■ Task goal:
Rewrite all of the data below as a Markdown table with the columns No. and Line, giving each line its own numbered row and omitting blank lines. Leave the pictures out of the answer.

......

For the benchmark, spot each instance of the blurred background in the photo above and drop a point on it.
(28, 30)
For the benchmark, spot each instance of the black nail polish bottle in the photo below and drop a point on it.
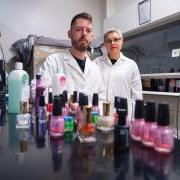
(121, 132)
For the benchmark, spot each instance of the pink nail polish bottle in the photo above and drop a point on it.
(150, 124)
(65, 94)
(138, 123)
(95, 108)
(163, 141)
(57, 120)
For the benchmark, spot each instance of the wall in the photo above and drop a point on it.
(51, 18)
(125, 13)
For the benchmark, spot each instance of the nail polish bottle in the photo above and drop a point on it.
(138, 123)
(121, 132)
(83, 101)
(57, 145)
(106, 122)
(23, 121)
(50, 105)
(87, 130)
(69, 123)
(39, 91)
(95, 109)
(65, 94)
(40, 134)
(57, 120)
(116, 105)
(124, 105)
(42, 109)
(163, 141)
(150, 124)
(64, 109)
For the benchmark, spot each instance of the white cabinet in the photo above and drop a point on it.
(172, 98)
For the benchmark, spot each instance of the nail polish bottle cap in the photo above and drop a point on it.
(116, 101)
(106, 108)
(150, 111)
(62, 100)
(65, 93)
(123, 103)
(74, 100)
(95, 100)
(57, 109)
(121, 117)
(85, 100)
(163, 114)
(139, 109)
(50, 98)
(87, 114)
(19, 65)
(38, 76)
(81, 99)
(42, 101)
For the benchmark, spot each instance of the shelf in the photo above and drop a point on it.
(161, 93)
(160, 75)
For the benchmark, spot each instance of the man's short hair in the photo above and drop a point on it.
(83, 15)
(112, 30)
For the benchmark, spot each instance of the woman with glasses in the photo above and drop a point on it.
(120, 74)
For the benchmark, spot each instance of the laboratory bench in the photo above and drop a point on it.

......

■ Final result:
| No. | Line |
|---|---|
| 1 | For the benchmark, spot each instance of the blurred background in the photo above and drop a point on it. |
| 2 | (28, 30) |
| 3 | For the benchmark, spot each instance of the black nail polish bottle in the photo below and drop a point on it. |
| 4 | (121, 132) |
| 5 | For the benchmark, spot each instance of the pink nail polish bottle in the photo above and drop a point on it. |
| 6 | (150, 124) |
| 7 | (65, 94) |
| 8 | (138, 123) |
| 9 | (95, 108) |
| 10 | (163, 141) |
| 11 | (57, 120) |
| 12 | For the benchmark, spot each instance of the wall in the photo above and drop a point on it. |
| 13 | (51, 18) |
| 14 | (125, 13) |
| 15 | For the benchmark, spot each instance of the nail polish bottle in the photo above and drop a point on it. |
| 16 | (138, 123) |
| 17 | (121, 132) |
| 18 | (83, 101) |
| 19 | (57, 145) |
| 20 | (106, 122) |
| 21 | (23, 121) |
| 22 | (50, 105) |
| 23 | (87, 130) |
| 24 | (69, 123) |
| 25 | (39, 91) |
| 26 | (95, 109) |
| 27 | (65, 94) |
| 28 | (40, 134) |
| 29 | (57, 120) |
| 30 | (116, 105) |
| 31 | (124, 105) |
| 32 | (42, 109) |
| 33 | (163, 141) |
| 34 | (150, 124) |
| 35 | (64, 109) |
| 36 | For the benchmark, spot each instance of the white cabinet in the photo above and drop a point on it. |
| 37 | (172, 98) |
| 38 | For the benchmark, spot each instance of the nail polish bottle cap in the photo above and drop a point on it. |
| 39 | (116, 101) |
| 40 | (106, 108) |
| 41 | (150, 111) |
| 42 | (62, 100) |
| 43 | (65, 93) |
| 44 | (123, 103) |
| 45 | (74, 100) |
| 46 | (95, 100) |
| 47 | (57, 109) |
| 48 | (121, 117) |
| 49 | (85, 100) |
| 50 | (163, 114) |
| 51 | (139, 109) |
| 52 | (50, 98) |
| 53 | (87, 114) |
| 54 | (19, 65) |
| 55 | (38, 76) |
| 56 | (81, 99) |
| 57 | (42, 101) |
| 58 | For the benchmark, spot each instance of the shelf in the photo above and drop a point on it. |
| 59 | (161, 93) |
| 60 | (160, 75) |
| 61 | For the benchmark, spot each instance of the man's short hair in the photo above and drop a point on it. |
| 62 | (83, 15) |
| 63 | (112, 30) |
| 64 | For the benchmark, spot each instance of the woman with glasses in the photo above and drop a point on it. |
| 65 | (120, 74) |
| 66 | For the benchmark, spot each instance of the laboratory bench in the photo above and drop a point on it. |